#### Selected extract:
- Opening Delimiter -
Race: Race had no effect on the pharmacokinetics of afatinib based on a population pharmacokinetic analysis, including patients of Asian, White, and Black racial groups. Data on Black racial groups was limited.
Renal impairment: Exposure to afatinib moderately increased with lowering of the creatinine clearance (CrCL, calculated according to Cockcroft Gault), i.e. for a patient with a CrCL of 60 mL/min or 30 mL/min exposure (AUCτ,ss) to afatinib increased by 13% and 42%, respectively, and decreased by 6% and 20% for a patient with CrCL of 90 mL/min or 120 mL/min, respectively, compared to a patient with the CrCL of 79 mL/min (median CrCL of patients in the overall patient population analysed).
- Closing Delimiter -
#### Provided material:
- Opening Delimiter -
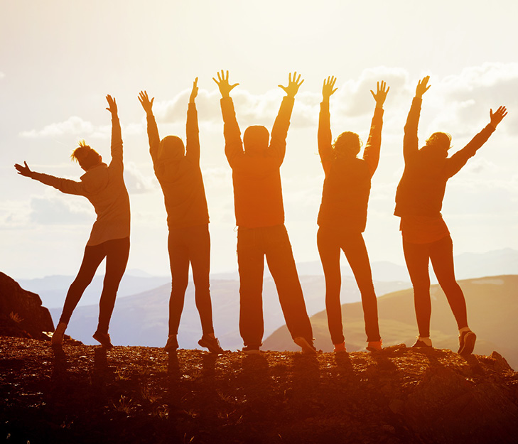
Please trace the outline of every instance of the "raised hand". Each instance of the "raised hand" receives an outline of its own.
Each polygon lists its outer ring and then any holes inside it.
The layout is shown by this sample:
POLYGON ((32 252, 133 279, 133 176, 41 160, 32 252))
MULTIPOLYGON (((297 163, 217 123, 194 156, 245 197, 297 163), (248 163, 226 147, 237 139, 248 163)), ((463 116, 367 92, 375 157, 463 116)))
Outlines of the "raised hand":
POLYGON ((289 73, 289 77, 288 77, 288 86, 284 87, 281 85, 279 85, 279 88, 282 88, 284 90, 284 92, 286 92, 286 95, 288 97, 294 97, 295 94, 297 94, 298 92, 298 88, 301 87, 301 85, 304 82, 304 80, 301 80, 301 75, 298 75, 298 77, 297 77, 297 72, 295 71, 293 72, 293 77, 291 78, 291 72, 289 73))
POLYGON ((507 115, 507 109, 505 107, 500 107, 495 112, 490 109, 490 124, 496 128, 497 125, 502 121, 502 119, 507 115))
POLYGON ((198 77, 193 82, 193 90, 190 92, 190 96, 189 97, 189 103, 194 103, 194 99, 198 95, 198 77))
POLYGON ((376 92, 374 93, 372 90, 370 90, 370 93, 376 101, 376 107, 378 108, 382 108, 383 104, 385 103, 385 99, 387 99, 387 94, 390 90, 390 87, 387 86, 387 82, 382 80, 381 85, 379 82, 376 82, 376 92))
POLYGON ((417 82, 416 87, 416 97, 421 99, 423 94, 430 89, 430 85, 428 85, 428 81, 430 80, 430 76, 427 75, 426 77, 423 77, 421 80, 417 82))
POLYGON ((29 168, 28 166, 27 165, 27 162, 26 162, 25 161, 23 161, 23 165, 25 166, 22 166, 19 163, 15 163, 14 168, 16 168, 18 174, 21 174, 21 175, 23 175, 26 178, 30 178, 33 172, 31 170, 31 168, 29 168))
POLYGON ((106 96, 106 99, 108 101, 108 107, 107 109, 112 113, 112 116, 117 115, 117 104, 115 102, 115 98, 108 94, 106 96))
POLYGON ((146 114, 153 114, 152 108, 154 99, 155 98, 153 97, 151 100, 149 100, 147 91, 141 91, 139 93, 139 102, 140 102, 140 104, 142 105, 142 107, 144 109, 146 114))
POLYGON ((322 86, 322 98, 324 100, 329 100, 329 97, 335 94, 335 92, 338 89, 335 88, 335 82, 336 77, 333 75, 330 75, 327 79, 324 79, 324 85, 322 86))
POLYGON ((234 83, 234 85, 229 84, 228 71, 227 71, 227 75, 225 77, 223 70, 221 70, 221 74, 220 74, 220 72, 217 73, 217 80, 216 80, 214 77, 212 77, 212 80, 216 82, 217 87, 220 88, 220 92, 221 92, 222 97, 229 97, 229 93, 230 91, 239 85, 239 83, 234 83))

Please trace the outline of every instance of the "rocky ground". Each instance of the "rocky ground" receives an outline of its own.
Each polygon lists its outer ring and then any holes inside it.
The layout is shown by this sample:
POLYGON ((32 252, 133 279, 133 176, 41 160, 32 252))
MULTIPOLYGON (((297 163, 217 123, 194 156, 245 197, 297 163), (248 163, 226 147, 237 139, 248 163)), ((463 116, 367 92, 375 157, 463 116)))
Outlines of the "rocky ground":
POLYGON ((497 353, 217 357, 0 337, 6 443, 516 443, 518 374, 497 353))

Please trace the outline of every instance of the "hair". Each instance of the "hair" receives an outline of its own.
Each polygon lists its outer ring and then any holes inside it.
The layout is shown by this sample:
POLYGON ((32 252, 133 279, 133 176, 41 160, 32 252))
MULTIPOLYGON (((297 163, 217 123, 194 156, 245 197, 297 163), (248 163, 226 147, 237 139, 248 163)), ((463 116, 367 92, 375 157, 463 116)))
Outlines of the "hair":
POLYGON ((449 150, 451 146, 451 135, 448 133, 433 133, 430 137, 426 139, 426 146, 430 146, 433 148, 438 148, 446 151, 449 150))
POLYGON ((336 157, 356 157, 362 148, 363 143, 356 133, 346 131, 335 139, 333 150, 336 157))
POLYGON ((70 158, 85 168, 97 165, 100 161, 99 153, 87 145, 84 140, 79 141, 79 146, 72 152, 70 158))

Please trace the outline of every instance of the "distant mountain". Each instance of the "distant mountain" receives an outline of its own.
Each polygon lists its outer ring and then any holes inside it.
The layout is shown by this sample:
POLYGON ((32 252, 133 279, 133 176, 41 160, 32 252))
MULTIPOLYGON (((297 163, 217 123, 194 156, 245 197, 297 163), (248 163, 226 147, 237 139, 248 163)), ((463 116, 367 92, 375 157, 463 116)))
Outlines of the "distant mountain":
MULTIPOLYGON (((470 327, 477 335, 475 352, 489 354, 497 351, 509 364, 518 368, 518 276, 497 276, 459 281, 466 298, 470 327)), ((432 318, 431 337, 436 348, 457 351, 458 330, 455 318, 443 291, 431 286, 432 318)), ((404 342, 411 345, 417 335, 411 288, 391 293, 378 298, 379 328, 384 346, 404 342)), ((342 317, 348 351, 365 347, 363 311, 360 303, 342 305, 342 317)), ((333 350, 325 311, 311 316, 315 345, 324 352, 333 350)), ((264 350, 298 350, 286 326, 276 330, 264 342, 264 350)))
- Closing Delimiter -
- Opening Delimiter -
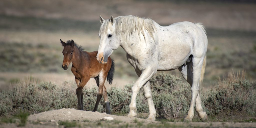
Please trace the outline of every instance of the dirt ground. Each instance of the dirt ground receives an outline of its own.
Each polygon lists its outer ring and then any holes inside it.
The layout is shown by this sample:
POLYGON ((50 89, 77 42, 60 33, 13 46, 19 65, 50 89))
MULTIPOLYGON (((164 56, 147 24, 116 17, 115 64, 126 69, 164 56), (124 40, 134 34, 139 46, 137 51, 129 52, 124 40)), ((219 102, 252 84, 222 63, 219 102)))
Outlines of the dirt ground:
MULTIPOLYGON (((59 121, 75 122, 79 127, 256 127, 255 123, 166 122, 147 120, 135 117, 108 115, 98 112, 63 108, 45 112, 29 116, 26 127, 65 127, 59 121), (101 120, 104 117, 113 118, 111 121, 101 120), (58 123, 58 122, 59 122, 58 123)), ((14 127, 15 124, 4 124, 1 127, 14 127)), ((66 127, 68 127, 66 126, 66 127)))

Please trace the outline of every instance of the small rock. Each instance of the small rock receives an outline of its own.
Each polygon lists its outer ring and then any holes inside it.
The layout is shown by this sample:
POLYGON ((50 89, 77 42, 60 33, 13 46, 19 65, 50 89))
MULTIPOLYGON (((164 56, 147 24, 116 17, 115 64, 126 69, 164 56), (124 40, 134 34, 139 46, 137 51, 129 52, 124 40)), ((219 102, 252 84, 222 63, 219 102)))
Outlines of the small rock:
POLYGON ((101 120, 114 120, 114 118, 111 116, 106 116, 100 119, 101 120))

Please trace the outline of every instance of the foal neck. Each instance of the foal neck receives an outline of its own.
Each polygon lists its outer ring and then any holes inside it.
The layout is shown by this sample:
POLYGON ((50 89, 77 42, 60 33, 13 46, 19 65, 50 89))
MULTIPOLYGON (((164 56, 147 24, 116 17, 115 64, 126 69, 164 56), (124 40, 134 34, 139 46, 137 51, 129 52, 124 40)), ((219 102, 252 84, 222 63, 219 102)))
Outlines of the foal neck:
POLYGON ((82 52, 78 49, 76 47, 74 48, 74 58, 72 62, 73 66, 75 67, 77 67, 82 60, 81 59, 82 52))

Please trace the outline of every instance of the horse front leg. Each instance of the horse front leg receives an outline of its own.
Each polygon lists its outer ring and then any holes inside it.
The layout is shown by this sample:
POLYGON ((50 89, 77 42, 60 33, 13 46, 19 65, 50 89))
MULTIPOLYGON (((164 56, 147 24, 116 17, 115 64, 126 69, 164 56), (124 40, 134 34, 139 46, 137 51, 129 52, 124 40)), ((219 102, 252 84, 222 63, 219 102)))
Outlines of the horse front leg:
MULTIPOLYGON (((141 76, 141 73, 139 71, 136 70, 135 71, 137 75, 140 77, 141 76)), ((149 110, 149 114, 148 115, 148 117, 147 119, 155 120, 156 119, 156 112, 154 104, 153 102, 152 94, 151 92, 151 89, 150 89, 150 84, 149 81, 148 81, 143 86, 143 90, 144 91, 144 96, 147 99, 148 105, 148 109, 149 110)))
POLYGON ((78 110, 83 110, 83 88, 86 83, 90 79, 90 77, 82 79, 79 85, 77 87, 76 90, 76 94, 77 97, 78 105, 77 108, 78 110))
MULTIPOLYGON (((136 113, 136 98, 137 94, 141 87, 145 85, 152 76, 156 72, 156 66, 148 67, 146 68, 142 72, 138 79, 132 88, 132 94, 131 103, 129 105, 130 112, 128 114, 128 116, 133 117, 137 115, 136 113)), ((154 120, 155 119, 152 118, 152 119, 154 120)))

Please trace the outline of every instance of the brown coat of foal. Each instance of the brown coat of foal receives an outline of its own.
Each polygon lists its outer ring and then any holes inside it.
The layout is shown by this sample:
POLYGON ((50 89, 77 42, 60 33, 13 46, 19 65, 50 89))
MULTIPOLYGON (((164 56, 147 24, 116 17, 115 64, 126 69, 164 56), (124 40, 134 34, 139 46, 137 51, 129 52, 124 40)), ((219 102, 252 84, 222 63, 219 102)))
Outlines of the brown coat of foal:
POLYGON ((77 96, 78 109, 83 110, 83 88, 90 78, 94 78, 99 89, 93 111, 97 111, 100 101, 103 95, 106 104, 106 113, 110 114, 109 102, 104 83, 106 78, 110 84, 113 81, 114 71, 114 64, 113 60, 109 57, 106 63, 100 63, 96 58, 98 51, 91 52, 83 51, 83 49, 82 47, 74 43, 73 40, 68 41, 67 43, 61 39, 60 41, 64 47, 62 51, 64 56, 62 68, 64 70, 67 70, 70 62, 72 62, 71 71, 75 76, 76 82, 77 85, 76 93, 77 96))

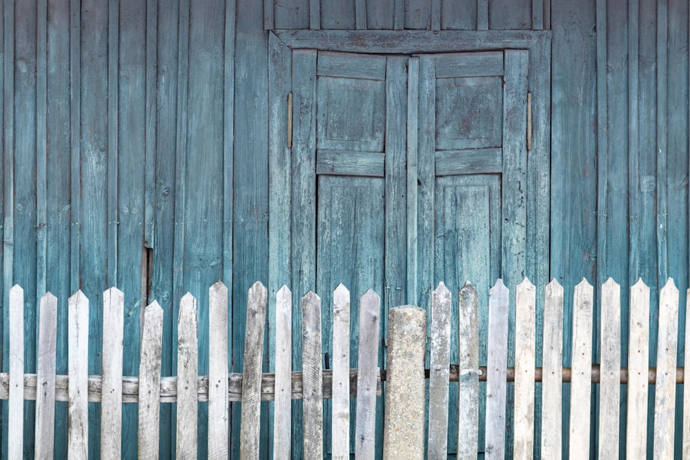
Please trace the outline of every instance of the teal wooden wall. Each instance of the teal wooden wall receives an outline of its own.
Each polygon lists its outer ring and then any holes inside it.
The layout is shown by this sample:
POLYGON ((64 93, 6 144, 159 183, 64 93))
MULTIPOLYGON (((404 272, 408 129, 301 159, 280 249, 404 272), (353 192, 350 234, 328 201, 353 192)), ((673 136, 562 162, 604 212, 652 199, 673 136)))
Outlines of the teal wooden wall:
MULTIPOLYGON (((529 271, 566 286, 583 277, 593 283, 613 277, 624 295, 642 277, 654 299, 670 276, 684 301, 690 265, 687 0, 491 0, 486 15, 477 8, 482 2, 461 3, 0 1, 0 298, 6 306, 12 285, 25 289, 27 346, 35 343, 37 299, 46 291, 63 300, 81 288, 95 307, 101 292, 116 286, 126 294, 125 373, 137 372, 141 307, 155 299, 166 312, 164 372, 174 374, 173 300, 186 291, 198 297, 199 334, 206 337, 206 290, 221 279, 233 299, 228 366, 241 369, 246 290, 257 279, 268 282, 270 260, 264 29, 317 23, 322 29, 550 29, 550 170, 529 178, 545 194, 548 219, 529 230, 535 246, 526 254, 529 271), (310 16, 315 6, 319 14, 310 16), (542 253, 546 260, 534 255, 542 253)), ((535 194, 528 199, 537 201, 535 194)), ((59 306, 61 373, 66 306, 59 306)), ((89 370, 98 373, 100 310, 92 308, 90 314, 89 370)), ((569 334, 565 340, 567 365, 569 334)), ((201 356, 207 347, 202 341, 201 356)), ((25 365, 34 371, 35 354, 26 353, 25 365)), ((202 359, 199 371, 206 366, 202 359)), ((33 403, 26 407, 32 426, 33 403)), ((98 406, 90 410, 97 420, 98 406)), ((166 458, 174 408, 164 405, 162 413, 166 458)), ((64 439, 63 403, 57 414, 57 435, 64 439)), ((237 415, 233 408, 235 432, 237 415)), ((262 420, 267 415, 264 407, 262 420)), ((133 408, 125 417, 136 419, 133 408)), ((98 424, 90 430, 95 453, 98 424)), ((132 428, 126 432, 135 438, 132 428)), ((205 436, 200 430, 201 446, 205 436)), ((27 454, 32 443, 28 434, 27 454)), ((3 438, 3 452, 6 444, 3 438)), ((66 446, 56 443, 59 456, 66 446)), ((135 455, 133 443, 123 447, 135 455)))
- Closing Delimiter -
#### Exercise requirements:
a: Reproduce the part of the afatinib passage that opens with the words containing "Race: Race had" and closes with "patient population analysed).", keeping every word and mark the same.
b: According to the afatinib passage, by how much did exposure to afatinib increase for a patient with a CrCL of 30 mL/min, compared to a patient with a CrCL of 79 mL/min?
The material is separate from the afatinib passage.

#### Answers for this exercise:
a:
Race: Race had no effect on the pharmacokinetics of afatinib based on a population pharmacokinetic analysis, including patients of Asian, White, and Black racial groups. Data on Black racial groups was limited.
Renal impairment: Exposure to afatinib moderately increased with lowering of the creatinine clearance (CrCL, calculated according to Cockcroft Gault), i.e. for a patient with a CrCL of 60 mL/min or 30 mL/min exposure (AUCτ,ss) to afatinib increased by 13% and 42%, respectively, and decreased by 6% and 20% for a patient with CrCL of 90 mL/min or 120 mL/min, respectively, compared to a patient with the CrCL of 79 mL/min (median CrCL of patients in the overall patient population analysed).

b: By 42%.